_Short exercise_
Copy out every line of the listing below word for word, without changing anything.

# # # #

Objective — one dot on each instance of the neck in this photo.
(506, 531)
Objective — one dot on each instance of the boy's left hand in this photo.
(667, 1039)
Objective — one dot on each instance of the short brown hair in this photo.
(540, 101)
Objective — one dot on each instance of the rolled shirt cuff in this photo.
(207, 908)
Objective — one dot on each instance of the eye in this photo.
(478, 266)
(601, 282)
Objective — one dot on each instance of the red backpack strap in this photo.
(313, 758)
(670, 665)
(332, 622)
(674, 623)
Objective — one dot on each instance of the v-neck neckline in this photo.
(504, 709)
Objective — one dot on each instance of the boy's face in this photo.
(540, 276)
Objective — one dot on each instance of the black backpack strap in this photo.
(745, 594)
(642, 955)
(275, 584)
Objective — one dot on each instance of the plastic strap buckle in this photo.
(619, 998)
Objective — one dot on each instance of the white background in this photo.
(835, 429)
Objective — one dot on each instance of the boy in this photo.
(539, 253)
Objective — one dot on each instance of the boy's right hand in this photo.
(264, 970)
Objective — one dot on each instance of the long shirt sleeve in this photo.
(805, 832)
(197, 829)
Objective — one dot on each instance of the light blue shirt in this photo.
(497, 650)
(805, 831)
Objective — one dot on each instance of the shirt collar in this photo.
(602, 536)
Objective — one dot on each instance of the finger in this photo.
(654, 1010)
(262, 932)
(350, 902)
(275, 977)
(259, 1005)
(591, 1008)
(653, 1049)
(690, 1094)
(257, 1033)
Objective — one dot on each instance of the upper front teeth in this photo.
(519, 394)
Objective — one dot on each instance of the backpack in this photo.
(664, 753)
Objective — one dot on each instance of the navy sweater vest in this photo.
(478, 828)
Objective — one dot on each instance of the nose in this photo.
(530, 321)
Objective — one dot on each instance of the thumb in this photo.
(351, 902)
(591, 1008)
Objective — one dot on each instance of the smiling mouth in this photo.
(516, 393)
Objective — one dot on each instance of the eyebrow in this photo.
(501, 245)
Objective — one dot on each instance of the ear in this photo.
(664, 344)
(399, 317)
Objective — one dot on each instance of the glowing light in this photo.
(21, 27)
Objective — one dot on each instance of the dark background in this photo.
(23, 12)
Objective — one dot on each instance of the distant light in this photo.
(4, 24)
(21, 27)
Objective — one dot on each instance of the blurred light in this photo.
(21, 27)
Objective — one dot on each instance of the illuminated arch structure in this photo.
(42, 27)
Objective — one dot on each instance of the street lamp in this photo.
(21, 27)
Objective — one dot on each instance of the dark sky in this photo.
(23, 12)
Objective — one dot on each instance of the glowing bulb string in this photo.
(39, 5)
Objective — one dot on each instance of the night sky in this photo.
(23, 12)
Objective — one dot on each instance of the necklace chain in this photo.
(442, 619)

# # # #

_The solution_
Objective — one dot on each instance of the neck in this photo.
(506, 531)
Objective — one dot on each instance of the boy's left hand in this photo.
(667, 1039)
Objective — one dot on each instance of the short brown hair in this photo.
(540, 101)
Objective — one dot on each instance of the rolled shirt cuff in this photo.
(207, 908)
Objective — one dot on each instance of the eye in this photo.
(478, 266)
(601, 282)
Objective — one dot on each instance of the red backpack strap in this photo.
(313, 758)
(670, 665)
(332, 622)
(674, 623)
Objective — one dot on each instance of the v-neck neckline in this photo.
(504, 709)
Objective — one dot on each instance of the boy's face in this photo.
(540, 276)
Objective — one dot on each instance of the black backpack strap in this photo.
(745, 594)
(642, 955)
(275, 584)
Objective — one dot on each instance of the plastic strap buckle in this photo.
(619, 998)
Objective — one dot on each instance of the white background in this photo.
(835, 429)
Objective — one dot on each instance of the boy in this photo.
(539, 253)
Objective — one dot on each instance of the boy's right hand in this photo.
(264, 970)
Objective — one dot on each instance of the long shirt sleeve in this photo.
(805, 832)
(197, 829)
Objective — one dot on each instance of the light blue shirt in this photo.
(497, 650)
(805, 831)
Objective — one dot on each instance of the shirt collar in this photo.
(602, 536)
Objective — one dot on each instance of the finger in this photo.
(654, 1010)
(262, 932)
(350, 902)
(275, 977)
(259, 1005)
(591, 1008)
(653, 1049)
(690, 1094)
(257, 1033)
Objective — one dot on each instance of the upper front teeth in this photo.
(519, 394)
Objective — one dot on each instance of the backpack in this photo.
(664, 753)
Objective — one dot on each instance of the navy sweater vest in this photo.
(478, 828)
Objective — one dot on each instance of the nose in this photo.
(530, 321)
Objective — one dot on each instance of the thumb in this photo.
(351, 902)
(591, 1008)
Objective — one dot on each instance of the smiling mouth in this photo.
(516, 393)
Objective — one dot on each instance of the eyebrow in this photo.
(501, 245)
Objective — one dot on each instance of the ear in this photo.
(664, 344)
(399, 317)
Objective — one dot on each instance of the glowing light in this photo.
(21, 27)
Objective — one dot on each instance of the dark background in this photo.
(23, 12)
Objective — one dot on each instance of the distant light in this photo.
(4, 24)
(21, 27)
Objective — one dot on each instance of the blurred light in this photo.
(21, 27)
Objective — one dot on each instance of the illuminated arch structure in this photo.
(42, 27)
Objective — one dot on each instance of the street lamp in this photo.
(21, 27)
Objective — one dot on each instance of the dark sky in this photo.
(23, 12)
Objective — one dot on each instance of the glowing bulb string in this photo.
(39, 5)
Objective — one dot on each instance of the night sky in this photo.
(23, 12)
Objective — one dot on each instance of the necklace chain in this photo.
(442, 619)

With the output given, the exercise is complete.